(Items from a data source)
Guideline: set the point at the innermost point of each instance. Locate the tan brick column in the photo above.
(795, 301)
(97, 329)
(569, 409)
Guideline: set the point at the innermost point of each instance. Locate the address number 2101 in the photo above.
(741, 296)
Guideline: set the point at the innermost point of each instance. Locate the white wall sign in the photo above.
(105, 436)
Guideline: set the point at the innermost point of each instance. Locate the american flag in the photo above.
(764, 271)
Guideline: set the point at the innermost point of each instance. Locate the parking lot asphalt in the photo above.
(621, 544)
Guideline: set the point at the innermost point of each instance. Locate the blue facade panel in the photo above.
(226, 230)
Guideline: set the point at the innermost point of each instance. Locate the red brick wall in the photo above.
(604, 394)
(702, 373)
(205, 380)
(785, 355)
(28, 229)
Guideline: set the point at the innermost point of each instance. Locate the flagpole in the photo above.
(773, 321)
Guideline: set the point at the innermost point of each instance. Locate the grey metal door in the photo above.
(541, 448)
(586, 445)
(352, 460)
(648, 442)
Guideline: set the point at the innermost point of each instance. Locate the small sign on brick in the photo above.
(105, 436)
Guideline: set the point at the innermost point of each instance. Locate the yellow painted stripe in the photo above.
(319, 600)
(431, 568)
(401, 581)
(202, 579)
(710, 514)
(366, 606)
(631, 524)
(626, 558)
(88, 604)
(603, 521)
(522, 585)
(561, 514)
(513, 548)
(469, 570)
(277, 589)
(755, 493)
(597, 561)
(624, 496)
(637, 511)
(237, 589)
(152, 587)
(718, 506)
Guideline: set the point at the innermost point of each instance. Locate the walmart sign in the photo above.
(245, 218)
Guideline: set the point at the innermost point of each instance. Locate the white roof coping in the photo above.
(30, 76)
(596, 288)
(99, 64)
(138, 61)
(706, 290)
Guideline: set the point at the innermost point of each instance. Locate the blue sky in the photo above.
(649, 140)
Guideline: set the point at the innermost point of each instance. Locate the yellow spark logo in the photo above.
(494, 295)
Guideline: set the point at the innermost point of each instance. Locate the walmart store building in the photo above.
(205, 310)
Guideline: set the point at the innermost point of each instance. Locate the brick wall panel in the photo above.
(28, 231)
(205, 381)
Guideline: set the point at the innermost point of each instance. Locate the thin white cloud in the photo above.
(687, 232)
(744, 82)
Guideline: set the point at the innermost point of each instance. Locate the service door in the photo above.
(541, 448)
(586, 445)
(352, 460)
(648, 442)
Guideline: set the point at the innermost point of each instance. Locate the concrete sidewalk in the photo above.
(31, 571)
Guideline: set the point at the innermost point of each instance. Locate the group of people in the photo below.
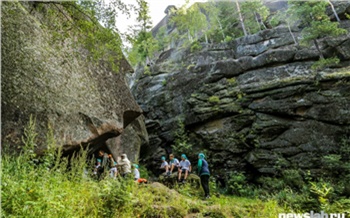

### Exercise description
Please repeat every line above word for word, leaving the pictures out.

### Response below
Guideline: set the point at the innermost point of each instance. Locate the tan brick column in the photo above.
(795, 301)
(97, 329)
(569, 409)
Guideline: set the point at the innermost point of each instance. Locate the address number 2101 in the photo above.
(741, 296)
Guideline: set the point at the innermost point of each instance. Locate the white wall sign in the photo above.
(105, 436)
Guideline: set the point at the innermost point of each instance. Locate the american flag in the photo above.
(764, 271)
Guideline: set the point at the innermost point of each instance. Locate the parking lot asphalt in the photo above.
(621, 544)
Guideline: set the point at the innermost point of each instance. Locate the blue facade panel in the photo above.
(226, 230)
Guideline: set the point at the innermost point of each instance. Locate the red brick wall in the photo above.
(604, 394)
(702, 373)
(205, 380)
(785, 355)
(28, 229)
Guideline: set the point at the innermost point of each instance. Locate the flagpole in the photo above.
(773, 321)
Guideline: set the point at the innermost point of each instance. Locate the grey metal door in the photo above.
(541, 448)
(586, 445)
(352, 460)
(648, 442)
Guideline: set the point at the innermost point of each instance. Locate the small sign on brick in the photo above.
(105, 436)
Guideline: set the point at the innermost point of each instance. Locate the yellow painted stripe in the photo above.
(319, 600)
(431, 568)
(401, 581)
(202, 579)
(710, 514)
(366, 606)
(631, 524)
(626, 558)
(88, 604)
(603, 521)
(522, 585)
(561, 514)
(513, 548)
(469, 570)
(277, 589)
(755, 493)
(597, 561)
(624, 496)
(637, 511)
(237, 589)
(152, 587)
(718, 506)
Guideline: set the point at the innermost point of each instance. Locate the walmart sign in the photo above.
(245, 218)
Guideline: set the point at the innermost point of each instance. Locate the white roof coping in the photo above.
(30, 76)
(596, 288)
(99, 64)
(138, 61)
(706, 290)
Guideline: set the point at the innermost point of each instance. Locate the blue sky in the photo above.
(649, 140)
Guideline: set the point at the innermost point of each instance. Locate the yellow spark logo in the photo above.
(494, 295)
Guideline: set the point at the innermost point of each instance. Locate the walmart store building in the photo above.
(205, 310)
Guideline: set the point at the innermost point of each instance. Locate the brick wall panel in the photo above.
(28, 231)
(205, 381)
Guideline: set the point at the innermost point of each instance. Locate the thin white cloud in the photo above.
(687, 232)
(744, 82)
Guideline: set the point at the innermost point of each instance. Locate the service door in the photo above.
(541, 448)
(586, 445)
(352, 460)
(648, 442)
Guideline: set the point at the innermost point of each instance. Locate the concrete sidewalk in the photo above.
(31, 571)
Guideline: set the point at the innermost point of each instance. Locate the group of people in the photo below.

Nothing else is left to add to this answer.